━━━━━ BACAAN
INDONESIAONLINE – Musim kemarau mengakibatkan 17 embung di Kabupaten Jombang mengering. Mengeringnya belasan embung itu berdampak kepada suplai air untuk mengairi lahan persawahan seluas 1.300 hektare di Kota Santri.

Kekeringan itu salah satunya terjadi pada Embung Brumbung di Desa Mangunan, Kecamatan Kabuh. Embung yang dibuat puluhan tahun itu saat ini kondisi debit airnya mulai habis.

Di dalam embung hanya terlihat sebagian titik saja yang menyisahkan air seperti kubangan. Sedangkan sebagian besar di dalam embung sudah mengering dan kondisi dasar embung sudah terlihat seluruhnya. Bahkan tanah dasar embung terlihat pecah, menandakan begitu keringnya embung tersebut.

Kaur Perencanaan Desa Mangunan Witono (56) mengatakan, Embung Brumbung sudah mulai mengering sejak awal  Agustus ini. Menurut dia, kondisi Embung Brumbung akan mengering hingga bulan Oktober 2023.

Baca Juga  Sederet Fakta Hilangnya Dosen UII Usai Berkegiatan di Oslo, Norwegia 

“Kalau musim kemarau embung tidak bisa difungsikan. Kering ini mulai bulan 8, 9 hingga bulan 11 nanti tidak ada airnya,” ujarnya saat diwawancarai wartawan di lokasi embung, Selasa (15/08/2023).
━━━━━━━━━━
━━━━━ DATA TERCATAT
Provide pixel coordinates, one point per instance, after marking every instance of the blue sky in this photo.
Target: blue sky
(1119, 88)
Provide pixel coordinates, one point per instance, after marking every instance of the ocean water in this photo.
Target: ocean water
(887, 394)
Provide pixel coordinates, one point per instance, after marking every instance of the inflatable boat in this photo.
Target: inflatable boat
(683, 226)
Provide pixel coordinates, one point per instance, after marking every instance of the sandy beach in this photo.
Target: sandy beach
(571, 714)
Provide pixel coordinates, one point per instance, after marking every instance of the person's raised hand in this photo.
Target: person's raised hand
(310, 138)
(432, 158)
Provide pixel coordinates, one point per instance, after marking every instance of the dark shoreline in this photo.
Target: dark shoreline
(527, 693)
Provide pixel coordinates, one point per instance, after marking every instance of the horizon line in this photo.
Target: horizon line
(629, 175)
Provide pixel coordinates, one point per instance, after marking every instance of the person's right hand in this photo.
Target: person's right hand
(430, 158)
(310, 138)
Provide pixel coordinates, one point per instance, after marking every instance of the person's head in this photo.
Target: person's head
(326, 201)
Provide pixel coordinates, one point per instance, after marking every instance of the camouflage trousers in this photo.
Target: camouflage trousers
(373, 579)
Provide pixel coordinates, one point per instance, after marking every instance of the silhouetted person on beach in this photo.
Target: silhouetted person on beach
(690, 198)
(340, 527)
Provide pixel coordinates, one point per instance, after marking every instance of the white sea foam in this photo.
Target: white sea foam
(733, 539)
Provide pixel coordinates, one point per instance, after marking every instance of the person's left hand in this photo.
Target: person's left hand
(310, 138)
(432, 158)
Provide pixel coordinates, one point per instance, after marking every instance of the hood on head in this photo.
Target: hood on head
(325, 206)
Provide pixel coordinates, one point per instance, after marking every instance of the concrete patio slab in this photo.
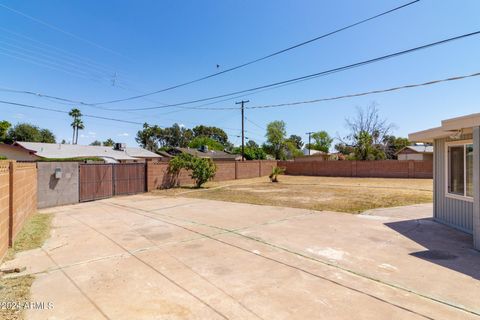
━━━━━━━━━━
TANTANGAN A ::
Jawab pertanyaan berikut berdasarkan bacaan tentang kekeringan embung di Jombang.
(i) Berapa jumlah embung di Kabupaten Jombang yang mengering?
(ii) Di desa dan kecamatan mana Embung Brumbung berada?
(iii) Sejak kapan Embung Brumbung mulai mengering menurut Witono?
TANTANGAN B :: Geser setiap angka koordinat titik dalam jawaban dengan menambahkan 89, lalu tulis ulang baris data pelabelan titik beserta permintaannya. Mulailah dari baris yang memuat "shoreline in this photo.", teruskan sampai akhir data, dan jangan sertakan gambar.
Bacaan dan baris-baris data di sini tidak saling berkaitan.

JAWABAN A ::
(i) 17 embung.
(ii) Desa Mangunan, Kecamatan Kabuh.
(iii) Sejak awal Agustus.

JAWABAN B ::
Provide pixel coordinates, one point per instance, after marking every instance of the dark shoreline in this photo.
Target: dark shoreline
(616, 782)
Provide pixel coordinates, one point per instance, after marking every instance of the horizon line in this photo.
Target: horizon line
(718, 264)
Provide pixel coordinates, one point per instance, after marking every instance of the person's right hand in this photo.
Target: person's right hand
(519, 247)
(399, 227)
Provide pixel coordinates, one point per instance, after marking every instance of the person's head in this photo.
Target: person's head
(415, 290)
Provide pixel coordinates, one point per instance, after marking every instance of the camouflage trousers in this photo.
Target: camouflage trousers
(462, 668)
Provide pixel coordinates, one point per instance, after marking every instance of the silhouetted person on beach in this photo.
Target: silhouetted person on beach
(779, 287)
(429, 616)
Provide pixel coordinates, one point per instance, after marking every instance of the white sea foam in this photo.
Target: white sea foam
(822, 628)
Provide pixel coordinates, one point per instance, after marking every instance of the person's left hand in this photo.
Target: person's left hand
(399, 227)
(521, 247)
Provide pixel coordinates, one point per instance, after marking every instance of the hood on head in this photo.
Target: hood on head
(414, 295)
Provide pixel coordinates, one point per instance, after marking every instance of the concrete patio slab in this photo.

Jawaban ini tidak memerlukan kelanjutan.